Recorded data

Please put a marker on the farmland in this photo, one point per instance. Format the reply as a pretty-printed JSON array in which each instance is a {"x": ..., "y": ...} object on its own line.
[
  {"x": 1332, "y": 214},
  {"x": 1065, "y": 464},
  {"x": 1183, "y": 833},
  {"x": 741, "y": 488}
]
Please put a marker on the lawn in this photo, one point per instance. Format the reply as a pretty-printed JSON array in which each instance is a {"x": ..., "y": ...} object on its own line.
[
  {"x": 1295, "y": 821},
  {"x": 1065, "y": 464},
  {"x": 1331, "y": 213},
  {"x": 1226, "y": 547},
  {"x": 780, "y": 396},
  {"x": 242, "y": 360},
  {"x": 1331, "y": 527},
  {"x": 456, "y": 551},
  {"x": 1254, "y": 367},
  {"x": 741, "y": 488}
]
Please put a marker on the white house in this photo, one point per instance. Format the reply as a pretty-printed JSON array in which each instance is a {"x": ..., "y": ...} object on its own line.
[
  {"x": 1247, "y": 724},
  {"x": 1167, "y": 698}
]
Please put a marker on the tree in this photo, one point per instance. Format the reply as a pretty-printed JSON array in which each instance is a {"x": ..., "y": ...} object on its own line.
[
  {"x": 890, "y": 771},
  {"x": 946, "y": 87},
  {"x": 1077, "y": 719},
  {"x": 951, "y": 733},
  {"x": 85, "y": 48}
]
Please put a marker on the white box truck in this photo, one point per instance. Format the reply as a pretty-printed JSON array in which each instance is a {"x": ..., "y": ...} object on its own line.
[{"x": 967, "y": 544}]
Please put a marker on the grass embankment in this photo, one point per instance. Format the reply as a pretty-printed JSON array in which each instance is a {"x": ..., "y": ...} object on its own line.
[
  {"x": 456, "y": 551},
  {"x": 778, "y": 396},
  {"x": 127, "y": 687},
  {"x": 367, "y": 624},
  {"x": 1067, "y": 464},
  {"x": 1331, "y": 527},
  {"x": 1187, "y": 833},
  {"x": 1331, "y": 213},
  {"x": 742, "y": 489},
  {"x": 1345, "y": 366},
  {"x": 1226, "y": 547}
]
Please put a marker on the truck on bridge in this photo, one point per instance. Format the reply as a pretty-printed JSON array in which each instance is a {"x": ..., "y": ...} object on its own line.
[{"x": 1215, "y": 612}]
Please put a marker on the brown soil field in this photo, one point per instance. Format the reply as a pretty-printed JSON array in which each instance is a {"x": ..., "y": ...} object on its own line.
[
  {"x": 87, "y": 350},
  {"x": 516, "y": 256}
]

Stated goal
Reproduce verbatim every line of the material from the line containing "Please put a marker on the tree" through the final line, including both.

Result below
Please put a marker on the tree in this photo, one point per instance. Format the reply as a pretty-printed JSON array in which each instance is a {"x": ..., "y": ...} object on its own line.
[
  {"x": 890, "y": 771},
  {"x": 946, "y": 87},
  {"x": 1077, "y": 719},
  {"x": 951, "y": 733},
  {"x": 85, "y": 48}
]
Please put a marker on the white box truck in this photo, one point per instance. Format the reply as a pretty-printed JSON array in which each instance is a {"x": ..., "y": ...} object on its own line.
[{"x": 967, "y": 544}]
Please put a marker on the grass embankment in this photo, one point per instance. Format the reply as a pretty-printed JSON array in which each instance is a {"x": ..., "y": ...} object on its own line.
[
  {"x": 456, "y": 551},
  {"x": 778, "y": 396},
  {"x": 127, "y": 687},
  {"x": 367, "y": 624},
  {"x": 1067, "y": 464},
  {"x": 1331, "y": 527},
  {"x": 1187, "y": 833},
  {"x": 1331, "y": 213},
  {"x": 742, "y": 489},
  {"x": 1345, "y": 366},
  {"x": 1226, "y": 547}
]
Please put a marker on the truck on bridge in this photo, one point per instance. Format the reply as a pretty-printed JSON array in which each instance is a {"x": ..., "y": ...} object on its own line.
[{"x": 1215, "y": 612}]
Please put a marker on the brown soil field in this photo, one point per instance. Format the reply as a pretty-printed JSON array in which each instance is a {"x": ..., "y": ...} object on its own line.
[
  {"x": 87, "y": 350},
  {"x": 516, "y": 256}
]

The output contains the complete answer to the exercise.